What is required: Repeat exactly the lines from the line containing "of the teeth" through the last line of the records below, inclusive, and nothing else.

Extracted material:
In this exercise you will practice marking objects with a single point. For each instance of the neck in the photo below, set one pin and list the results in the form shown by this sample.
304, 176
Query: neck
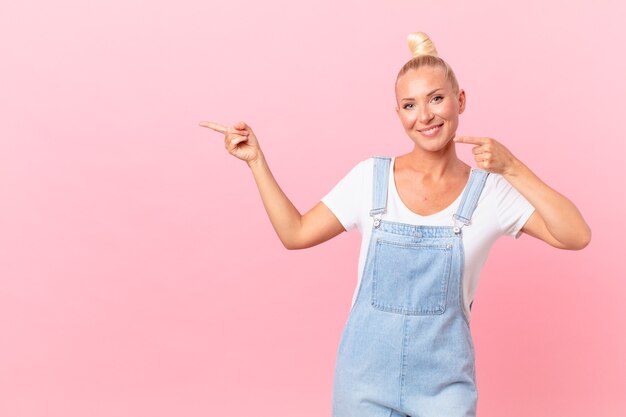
433, 164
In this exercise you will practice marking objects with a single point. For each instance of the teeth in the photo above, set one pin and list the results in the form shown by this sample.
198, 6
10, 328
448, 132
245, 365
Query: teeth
432, 130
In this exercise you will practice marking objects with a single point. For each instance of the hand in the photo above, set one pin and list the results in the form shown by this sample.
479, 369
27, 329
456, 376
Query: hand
240, 141
490, 155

The answer:
In this exercise you will practice marking objects with a single point. For each instance of the teeth in the photo above, set one pin and list the results in the form shown by this sample.
198, 6
10, 328
448, 132
245, 365
Query: teeth
432, 130
In this exercise you will practice marking objects with a single point. For each instance of the hand in the photo above, set one pin and list the results in the form shown by this sample.
479, 369
27, 329
456, 376
Query: hand
240, 141
490, 155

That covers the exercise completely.